▶ _DOCUMENT SEGMENT_:
* START *
All of lore.kernel.org
 help / color / mirror / Atom feed
From: Willem de Bruijn <willemdebruijn.kernel@gmail.com>
To: Martin Varghese <martinvarghesenokia@gmail.com>
Cc: Network Development <netdev@vger.kernel.org>,
	David Miller <davem@davemloft.net>,
	corbet@lwn.net, Alexey Kuznetsov <kuznet@ms2.inr.ac.ru>,
	Hideaki YOSHIFUJI <yoshfuji@linux-ipv6.org>,
	scott.drennan@nokia.com, Jiri Benc <jbenc@redhat.com>,
	martin.varghese@nokia.com
Subject: Re: [PATCH v3 net-next 1/2] UDP tunnel encapsulation module for tunnelling different protocols like MPLS,IP,NSH etc.
Date: Mon, 18 Nov 2019 12:23:09 -0500	[thread overview]
Message-ID: <CA+FuTSeUGsWH-GR7N_N7PChaW4S6Hucmvo_1s_9bbisxz1eOAA@mail.gmail.com> (raw)
In-Reply-To: <5acab9e9da8aa9d1e554880b1f548d3057b70b75.1573872263.git.martin.varghese@nokia.com>

On Sat, Nov 16, 2019 at 12:45 AM Martin Varghese
<martinvarghesenokia@gmail.com> wrote:
>
> From: Martin Varghese <martin.varghese@nokia.com>
>
> The Bareudp tunnel module provides a generic L3 encapsulation
> tunnelling module for tunnelling different protocols like MPLS,
> IP,NSH etc inside a UDP tunnel.
>
> Signed-off-by: Martin Varghese <martin.varghese@nokia.com>
> ---
> Changes in v2:
>      - Fixed documentation errors.
>      - Converted documentation to rst format.
>      - Moved ip tunnel rt lookup code to a common location.

This does not actually deduplicate with the existing code in geneve
(and vxlan, maybe others).

Mentioned a few more obvious examples inline. I won't keep harping on
this point, as I have no real stake in this.

But if you don't deduplicate from the start, I'm skeptical that it
will happen later. And then fixes to one driver are likely to be
missed for the other, slowly drifting the code further apart.

> +1) Device creation & deletion
> +
> +    a) ip link add dev bareudp0 type bareudp dstport 6635 ethertype 0x8847.
* END *
▶ _SOURCE DATA_:
* START *
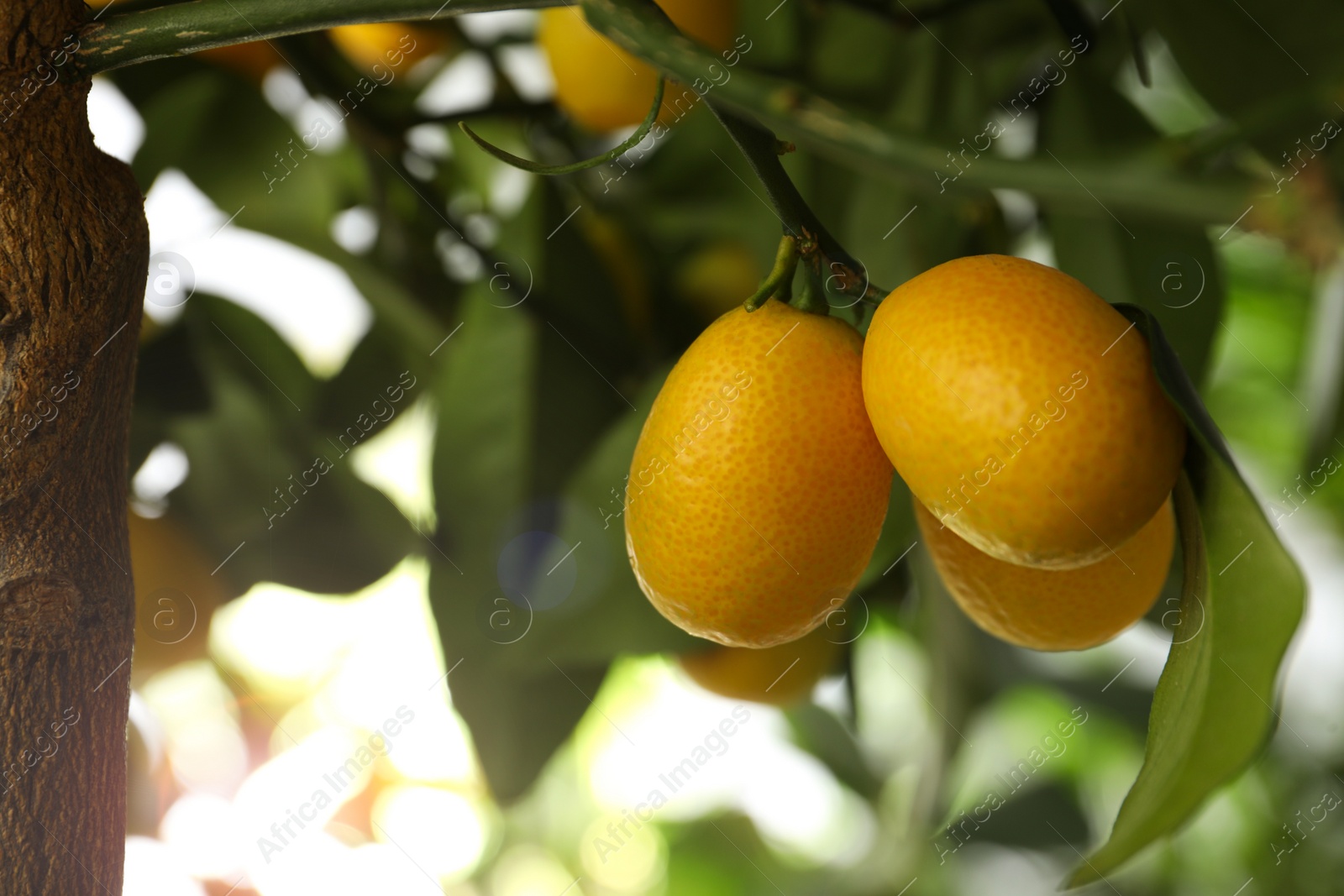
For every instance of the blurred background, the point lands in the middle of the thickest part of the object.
(389, 387)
* END *
▶ _DIRECTIVES_:
A: From the Bareudp patch review, translate this sentence into Spanish: "But if you don't deduplicate from the start, I'm skeptical that it will happen later."
B: In the Bareudp patch review, what destination port does the example device-creation command use?
C: Pick up the Bareudp patch review after its final line and keep writing it.

▶ _OUTPUTS IN ORDER_:
A: Pero si no eliminas la duplicación desde el principio, dudo que vaya a ocurrir más adelante.

B: 6635

C:
> +
> +       This creates a bareudp tunnel device which tunnels L3 traffic with ethertype
> +       0x8847 (MPLS traffic). The destination port of the UDP header will be set to
> +       6635.The device will listen on UDP port 6635 to receive traffic.
> +

Might be useful to also document how to use this on transmission.

> +struct bareudp_sock {
> +       struct socket           *sock;
> +       struct rcu_head         rcu;
> +       struct bareudp_dev      *bareudp;
> +};

Is this intermediate struct needed, or could struct bareudp_dev
directly hang off of sk_user_data if it gains a struct rcu_head?
Especially now that there is a 1:1 relationship between socket and
device.

> +       skb_push(skb, sizeof(struct ethhdr));
> +       skb_reset_mac_header(skb);
> +
> +       err = skb_ensure_writable(skb, sizeof(struct ethhdr));
> +       if (unlikely(err))
> +               goto drop;
> +
> +       eh = (struct ethhdr *)skb->data;
> +       eh->h_proto = proto;
> +       skb->protocol = eth_type_trans(skb, bareudp->dev);
> +       oiph = skb_network_header(skb);
> +       skb_reset_network_header(skb);

After decapsulation packets now have a fake ethernet header with
garbage in the src and dst address. Tcpdump will show that.

Instead of pseudo Ethernet, should this device be of link layer type
ARPHRD_NONE. Or alternatively a new type analogous to ARPHRD_TUNNEL
that includes the udp header?

The same can probably be said about geneve, so no strong objection to
what is here. Just a point for thought.

> +       if (bareudp_get_sk_family(bs) == AF_INET)
> +               err = IP_ECN_decapsulate(oiph, skb);
> +#if IS_ENABLED(CONFIG_IPV6)
> +       else
> +               err = IP6_ECN_decapsulate(oiph, skb);
> +#endif

with dual stack sockets, should this check now be based on packet
header instead of bareudp_get_sk_family?

> +       if (unlikely(err)) {
> +               if (log_ecn_error) {
> +                       if (bareudp_get_sk_family(bs) == AF_INET)
> +                               net_info_ratelimited("non-ECT from %pI4 "
> +                                                    "with TOS=%#x\n",
> +                                                    &((struct iphdr *)oiph)->saddr,
> +                                                    ((struct iphdr *)oiph)->tos);
> +#if IS_ENABLED(CONFIG_IPV6)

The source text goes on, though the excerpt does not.